### Short problem:
List every line in the entries below that contains the word "white", copying each line in full.

### Data lines:
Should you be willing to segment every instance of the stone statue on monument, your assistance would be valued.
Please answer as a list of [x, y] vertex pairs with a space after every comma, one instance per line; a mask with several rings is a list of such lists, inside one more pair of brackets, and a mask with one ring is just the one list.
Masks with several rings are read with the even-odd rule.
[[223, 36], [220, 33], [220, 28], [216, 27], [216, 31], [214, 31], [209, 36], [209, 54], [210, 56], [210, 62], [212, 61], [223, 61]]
==
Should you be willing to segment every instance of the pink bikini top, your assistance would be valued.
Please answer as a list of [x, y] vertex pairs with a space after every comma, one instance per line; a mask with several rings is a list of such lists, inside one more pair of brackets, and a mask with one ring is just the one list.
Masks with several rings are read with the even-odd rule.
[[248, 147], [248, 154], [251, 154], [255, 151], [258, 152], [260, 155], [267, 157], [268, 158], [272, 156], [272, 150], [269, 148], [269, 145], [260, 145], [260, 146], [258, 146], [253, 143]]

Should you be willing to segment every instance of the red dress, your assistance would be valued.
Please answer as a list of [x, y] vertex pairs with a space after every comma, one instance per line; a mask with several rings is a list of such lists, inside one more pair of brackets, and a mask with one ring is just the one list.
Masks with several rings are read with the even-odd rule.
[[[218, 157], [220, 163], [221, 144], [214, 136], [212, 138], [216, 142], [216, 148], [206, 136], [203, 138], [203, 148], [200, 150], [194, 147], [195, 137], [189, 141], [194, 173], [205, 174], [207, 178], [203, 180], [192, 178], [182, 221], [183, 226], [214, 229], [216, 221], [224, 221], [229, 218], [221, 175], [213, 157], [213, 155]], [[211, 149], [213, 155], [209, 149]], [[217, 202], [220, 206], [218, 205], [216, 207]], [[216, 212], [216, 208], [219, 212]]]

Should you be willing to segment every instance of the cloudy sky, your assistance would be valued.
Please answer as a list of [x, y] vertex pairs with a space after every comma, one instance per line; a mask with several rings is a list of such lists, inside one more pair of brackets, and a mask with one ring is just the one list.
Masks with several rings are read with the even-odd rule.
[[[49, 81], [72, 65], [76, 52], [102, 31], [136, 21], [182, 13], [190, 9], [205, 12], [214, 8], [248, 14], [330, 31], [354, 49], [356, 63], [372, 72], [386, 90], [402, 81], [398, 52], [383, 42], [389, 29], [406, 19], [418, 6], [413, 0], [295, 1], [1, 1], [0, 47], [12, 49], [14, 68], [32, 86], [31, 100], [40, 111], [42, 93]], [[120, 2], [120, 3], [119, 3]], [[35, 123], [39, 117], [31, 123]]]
--
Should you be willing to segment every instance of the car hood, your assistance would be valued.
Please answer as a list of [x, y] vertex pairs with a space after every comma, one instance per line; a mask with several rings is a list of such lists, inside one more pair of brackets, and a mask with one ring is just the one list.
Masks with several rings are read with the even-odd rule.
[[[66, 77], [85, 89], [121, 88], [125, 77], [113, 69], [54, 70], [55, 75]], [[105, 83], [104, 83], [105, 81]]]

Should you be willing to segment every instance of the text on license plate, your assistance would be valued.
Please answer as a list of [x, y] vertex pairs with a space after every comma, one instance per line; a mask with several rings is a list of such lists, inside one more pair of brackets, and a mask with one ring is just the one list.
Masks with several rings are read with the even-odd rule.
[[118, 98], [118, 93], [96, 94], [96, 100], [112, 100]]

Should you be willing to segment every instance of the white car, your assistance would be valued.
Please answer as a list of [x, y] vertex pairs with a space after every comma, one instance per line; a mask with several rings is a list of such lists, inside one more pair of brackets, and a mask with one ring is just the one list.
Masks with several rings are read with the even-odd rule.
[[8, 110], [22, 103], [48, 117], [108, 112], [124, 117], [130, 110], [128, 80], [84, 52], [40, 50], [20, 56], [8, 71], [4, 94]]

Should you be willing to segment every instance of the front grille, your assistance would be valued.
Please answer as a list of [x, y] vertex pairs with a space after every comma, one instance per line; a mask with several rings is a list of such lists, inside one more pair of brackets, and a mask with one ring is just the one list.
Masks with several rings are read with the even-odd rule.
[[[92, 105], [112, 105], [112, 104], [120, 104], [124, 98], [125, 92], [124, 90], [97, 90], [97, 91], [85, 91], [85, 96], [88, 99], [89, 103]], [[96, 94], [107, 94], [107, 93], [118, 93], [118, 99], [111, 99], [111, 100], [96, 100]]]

### Full answer:
Should you be willing to segment every instance of the white car, your assistance would be valued.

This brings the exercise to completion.